## [Text passage]

__________

How did you get started in Photography? Can you tell us a bit about your background?
I actually ended up picking up a camera in tenth grade, but it wasn’t until four years ago that I felt really inspired to create with it. An American photographer whose work I love ended up commenting on a post of mine on Instagram before I was really deep into it and that made me ask myself, “If I love his work and it feels like something I want to do, why don’t I just do it?”. That’s what got me to start practicing and chasing it pretty heavily. I’ve been involved with various forms of art growing up, which is what caused me to study Interior Design at Mount Royal, but I always felt like I couldn’t effectively communicate what it was I was seeing in my head, or how places, moments and music made me feel. My dad was a musician, so I’ve grown up in a very inspiring and “chase your dreams” type of creative environment, and I think that's largely what pushes me to express the feelings I try to through my work. I really want viewers to stop and focus on a moment or tap into a feeling because I think that’s where you really learn self-discovery and find what's meaningful to your path in life. I’m very thankful for all of the creative indulgence in my life because I credit it with developing and understanding who I am.
What is your favorite subject matter/style to photograph? And what is your inspiration?
I try to stay versatile when I shoot, and I have experience in landscape, lifestyle, portraits, commercial, and product photography. I find for personal work I always come back to shooting people experiencing moments, often in landscapes and nature. Depending on the time or location, I’ll shoot very tight close up portraits, or I’ll shoot for emphasis on scale with a subject quite small in a landscape. I realized that my reasoning for doing this comes back to placing people where they might not place themselves in a moment or feeling.
Do you have any favorite spots to take photos in Alberta?

__________

## [Data for the task]
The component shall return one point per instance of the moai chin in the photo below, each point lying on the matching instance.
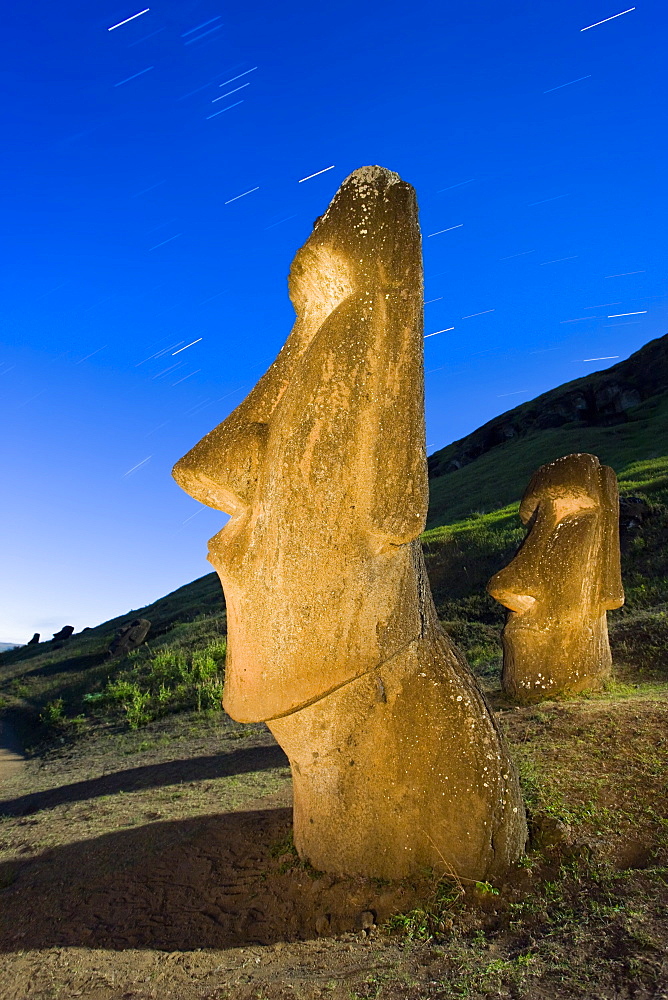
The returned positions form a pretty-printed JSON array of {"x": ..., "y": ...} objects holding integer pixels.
[
  {"x": 564, "y": 578},
  {"x": 332, "y": 633}
]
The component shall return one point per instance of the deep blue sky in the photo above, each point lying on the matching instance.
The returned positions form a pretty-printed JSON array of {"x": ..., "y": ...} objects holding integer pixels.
[{"x": 119, "y": 244}]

__________

## [Written problem 1]
Reproduce the listing that follows the photography interview line for line, leaving out the pictures.
## [Written problem 2]
Carry on the photography interview from the point where it stops.

## [Written response 1]
The component shall return one point per instance of the moai chin in the photo below, each point lying on the matching instance.
The returned positions form a pretty-printed JSON array of {"x": ..., "y": ...} objects holding integer pixels.
[
  {"x": 564, "y": 578},
  {"x": 332, "y": 633}
]
The component shall return one point per instance of the deep blue sky in the photo above, each point lying on the matching instance.
The returned positions form a pretty-printed JSON array of {"x": ..., "y": ...} objects holding integer pixels.
[{"x": 119, "y": 244}]

## [Written response 2]
I think that everyone gravitates to the Rockies and Banff specifically in Alberta for shooting, and this is really where it all started for me. There are a few hidden spots in and around Banff that I frequent, but one of my favourites is definitely Jasper. I’ve only ever been once, but there's a lot to work with and create out there. Closer to home, I’ve recently realized that Kananaskis has a lot of very underrated areas, like Barrier Lake, but one of my favourite and most productive ways to shoot is just to get in a car and drive without a destination, pulling over whenever something piques interest. I’ve found that this really helps me stay creative and makes the work a lot more natural and free rather than staged.
What got you interested in working with Alberta Apparel?
I first found Alberta Apparel through a google search for local brands. I really respected the emphasis on staying local, and the thought that the brand is so easily relatable to Albertans because it acts as a badge of pride for calling this province home. I knew that this idea was one I could get behind and try to emphasize, as so much of my work is situated right here as well.
What tips can you offer readers to help them get some great shots in both the Alberta prairies and mountains? Any tricks of the trade you can share with us?
Whenever people ask me about tips to shoot there's always two that come to mind right away:
1. Go out at times your average person wouldn’t. I had a friend recently come shoot the sunrise in Kananaskis with me and although she’s lived in Calgary her whole life she’d never seen the Rockies at sunrise. It really changes your perspective and the whole landscape just by putting in the extra effort to get up early or stay out late. There are days where it's been pouring rain or freezing cold where I’ve shot some of my best work, so never hesitate to put in the extra effort because it always pays off.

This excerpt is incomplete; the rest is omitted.